→ PAGE TEXT
________________

Why was Fortnum and Mason attacked by activists yesterday?
Because proper tea is theft!
It's the top joke doing the rounds of Facebook and stuff today, after the toff's food shop was occupied by splinter groups from the huge demo that took over London yesterday.
But the cuts being imposed by the ConDem Government are no joke. And that's why hundreds of people from Salford joined 400,000 trade unionists, community groups, students and activists who came from all over the country and beyond for yesterday's March For The Alternative.
The Salford Against The Cuts coach left Salford Precinct at 6:30am but even at that time of the morning people were passionate about the impending day, and why they had got up before the birds, determined to make their presence felt on the streets of London.
Fran has recently lost her job in the courts services with sections farmed out to the private sector…
"If you're over 50 they want you out, you're too dear, and I've got no chance of getting another job" she says "I believe in standing up for what you believe in, that's why I'm here."
Mark works for a youth organisation…
"I've come because of the annihilation of public services, they're being dismantled" he says "There's massive cuts across the board and I think it's completely morally wrong."
Helen, sitting next to him adds "I work for Connexions that's why I've got involved but I don't agree with any of the cuts."
Her words are echoed by rapper Aslan AK, from Claremont…
"I'm here because I think it's absolutely disgusting that the ConDems are imposing cuts, especially when banks get a bail out and people who were absolutely nothing to do with the recession have to pay for it" he says "I'm here to voice my discontent."
And Salford student, David Brooks, adds: "I've come because I'm opposed to all cutbacks, and they will affect the poorest people in society especially in a city like Salford which has suffered so much in my lifetime especially. This is their crisis not ours and they should pay for it, not take away my mother and father's bus pass or increase tuition fees."
The Salford coach joins hundreds of others on the motorways leading to London. It's a party atmosphere that continues when the Salford crew finally arrive just after midday and take to the streets with the House of Commons starting point in sight.
The noise is deafening, the colourful protestors are everywhere and the power is palpable. Thousands upon thousands, upon thousands of people – every one with a story to tell, a banner that screams and a flag to fly. Air horns blare, whistles screech, bands dance and, at this point, the police smile. There's no beginning to the procession, no end, just a huge carnival exploding through the landmarks of the British establishment detonating its `No Cuts' message…
Past Parliament, past a heavily fortified Downing Street, through Whitehall and on to Trafalgar Square - where Keith, from Salford Against The Cuts, jumps on a lion, leading chants of `The people united will never be defeated!'.
The rest of the Salford contingent continue on the march up through Piccadilly Circus, past The Ritz, via Marble Arch and onwards to Hyde Park. En route there's a protesting gorilla, a cardboard `War On Cuts' tank and a specially made jail for bankers. Meanwhile, every monument is draped in banners and protestors. No-one feels the need to be angry or to smash anything up. Everyone's just enjoying the moment – moments like this have been so rare over the past decade.

________________

→ MATERIAL PROVIDED
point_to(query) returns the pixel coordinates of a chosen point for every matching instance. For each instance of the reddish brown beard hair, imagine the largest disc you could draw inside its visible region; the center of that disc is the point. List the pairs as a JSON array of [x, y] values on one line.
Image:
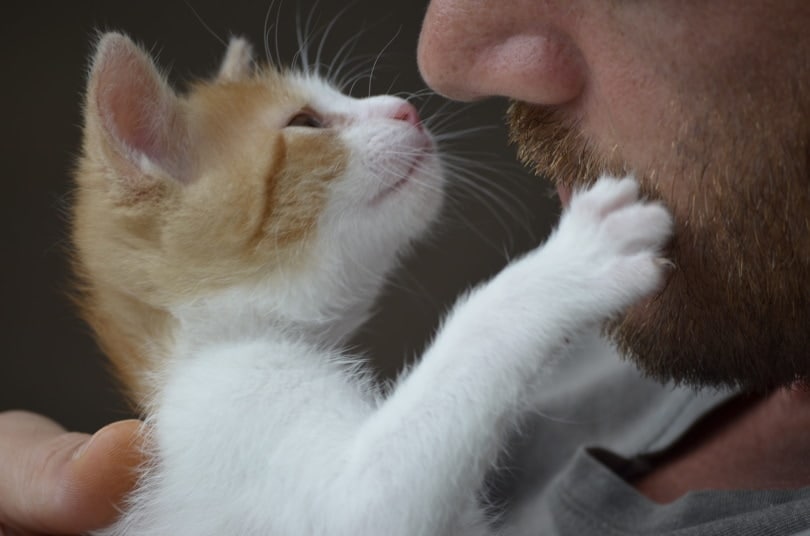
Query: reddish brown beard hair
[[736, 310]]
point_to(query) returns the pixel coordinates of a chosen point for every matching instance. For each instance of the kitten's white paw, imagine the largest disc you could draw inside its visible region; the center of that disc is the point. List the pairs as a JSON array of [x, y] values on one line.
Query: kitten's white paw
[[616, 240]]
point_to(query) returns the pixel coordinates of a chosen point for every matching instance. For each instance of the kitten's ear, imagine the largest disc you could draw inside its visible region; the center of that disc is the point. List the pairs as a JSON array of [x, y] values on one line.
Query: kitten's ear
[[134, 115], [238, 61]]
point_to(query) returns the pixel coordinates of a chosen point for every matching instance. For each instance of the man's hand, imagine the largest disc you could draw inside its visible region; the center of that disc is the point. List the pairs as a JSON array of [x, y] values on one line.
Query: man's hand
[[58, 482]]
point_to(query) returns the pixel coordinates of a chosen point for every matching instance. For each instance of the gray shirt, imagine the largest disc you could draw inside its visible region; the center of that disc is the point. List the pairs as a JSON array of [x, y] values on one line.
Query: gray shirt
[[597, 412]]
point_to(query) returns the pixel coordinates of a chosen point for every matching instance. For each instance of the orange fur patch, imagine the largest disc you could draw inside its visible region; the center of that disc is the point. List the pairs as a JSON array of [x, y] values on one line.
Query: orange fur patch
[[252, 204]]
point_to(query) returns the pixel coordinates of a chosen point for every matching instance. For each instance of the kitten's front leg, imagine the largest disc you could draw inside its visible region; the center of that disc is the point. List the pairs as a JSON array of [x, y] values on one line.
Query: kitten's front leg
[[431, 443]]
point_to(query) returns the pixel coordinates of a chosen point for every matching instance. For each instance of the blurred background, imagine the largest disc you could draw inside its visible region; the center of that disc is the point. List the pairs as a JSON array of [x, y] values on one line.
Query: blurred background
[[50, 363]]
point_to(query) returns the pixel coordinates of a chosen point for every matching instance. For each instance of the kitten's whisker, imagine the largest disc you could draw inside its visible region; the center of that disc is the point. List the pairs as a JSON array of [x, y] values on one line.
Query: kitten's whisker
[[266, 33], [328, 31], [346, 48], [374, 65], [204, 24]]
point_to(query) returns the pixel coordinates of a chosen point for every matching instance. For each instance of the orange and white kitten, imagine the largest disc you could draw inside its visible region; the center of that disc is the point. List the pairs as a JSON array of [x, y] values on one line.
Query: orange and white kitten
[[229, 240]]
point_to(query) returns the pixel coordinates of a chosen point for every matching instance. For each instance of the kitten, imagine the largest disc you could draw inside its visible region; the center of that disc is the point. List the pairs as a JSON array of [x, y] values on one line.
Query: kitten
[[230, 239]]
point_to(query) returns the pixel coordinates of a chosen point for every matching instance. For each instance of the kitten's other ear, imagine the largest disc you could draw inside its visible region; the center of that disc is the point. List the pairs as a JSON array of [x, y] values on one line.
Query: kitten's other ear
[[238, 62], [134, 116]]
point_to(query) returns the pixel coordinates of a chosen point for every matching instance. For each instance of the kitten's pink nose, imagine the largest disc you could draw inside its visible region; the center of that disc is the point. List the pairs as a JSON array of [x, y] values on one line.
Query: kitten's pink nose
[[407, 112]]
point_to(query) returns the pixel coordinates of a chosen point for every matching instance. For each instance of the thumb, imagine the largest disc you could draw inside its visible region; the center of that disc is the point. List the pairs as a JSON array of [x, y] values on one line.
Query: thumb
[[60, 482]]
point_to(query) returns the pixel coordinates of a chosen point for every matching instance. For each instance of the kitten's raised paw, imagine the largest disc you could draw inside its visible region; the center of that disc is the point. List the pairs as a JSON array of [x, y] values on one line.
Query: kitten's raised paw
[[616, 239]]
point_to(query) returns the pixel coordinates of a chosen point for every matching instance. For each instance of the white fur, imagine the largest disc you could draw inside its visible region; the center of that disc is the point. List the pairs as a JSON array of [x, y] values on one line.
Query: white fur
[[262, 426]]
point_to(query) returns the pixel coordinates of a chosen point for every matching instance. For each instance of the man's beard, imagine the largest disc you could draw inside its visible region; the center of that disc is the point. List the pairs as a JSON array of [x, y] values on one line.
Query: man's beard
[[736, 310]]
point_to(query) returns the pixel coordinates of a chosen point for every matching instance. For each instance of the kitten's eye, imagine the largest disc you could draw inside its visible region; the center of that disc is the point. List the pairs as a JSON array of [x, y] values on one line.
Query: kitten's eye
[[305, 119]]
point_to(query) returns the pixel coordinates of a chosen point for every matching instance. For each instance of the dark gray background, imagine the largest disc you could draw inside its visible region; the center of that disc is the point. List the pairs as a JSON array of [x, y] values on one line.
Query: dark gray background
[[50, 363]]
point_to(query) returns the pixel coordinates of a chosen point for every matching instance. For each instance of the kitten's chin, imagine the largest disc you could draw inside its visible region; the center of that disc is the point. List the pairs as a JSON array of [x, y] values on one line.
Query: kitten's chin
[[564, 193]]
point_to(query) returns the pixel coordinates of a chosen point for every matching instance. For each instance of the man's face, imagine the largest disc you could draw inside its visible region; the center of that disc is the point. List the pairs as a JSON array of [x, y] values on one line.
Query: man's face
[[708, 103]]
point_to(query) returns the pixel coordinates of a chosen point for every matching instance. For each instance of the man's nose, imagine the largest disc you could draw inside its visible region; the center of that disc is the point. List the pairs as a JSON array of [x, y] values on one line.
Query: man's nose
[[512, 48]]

________________

→ TASKS TO PERFORM
1. In the protest report, what time did the Salford Against The Cuts coach leave Salford Precinct?
2. Rewrite the paragraph of the protest report that begins "The rest of the Salford contingent" as a short bulleted list that keeps its main facts.
3. Reproduce the part of the protest report that starts at the words "But the cuts" and ends after the words "streets of London.".

→ EXERCISE RESULTS
1. 6:30am

2.
- The rest of the Salford group marched through Piccadilly Circus, past The Ritz and via Marble Arch to Hyde Park.
- Along the way there was a protesting gorilla, a cardboard "War On Cuts" tank and a specially made jail for bankers.
- Every monument was draped in banners and protestors.
- No one felt the need to be angry or smash anything; everyone enjoyed a moment of a kind that has been rare over the past decade.

3.
But the cuts being imposed by the ConDem Government are no joke. And that's why hundreds of people from Salford joined 400,000 trade unionists, community groups, students and activists who came from all over the country and beyond for yesterday's March For The Alternative.
The Salford Against The Cuts coach left Salford Precinct at 6:30am but even at that time of the morning people were passionate about the impending day, and why they had got up before the birds, determined to make their presence felt on the streets of London.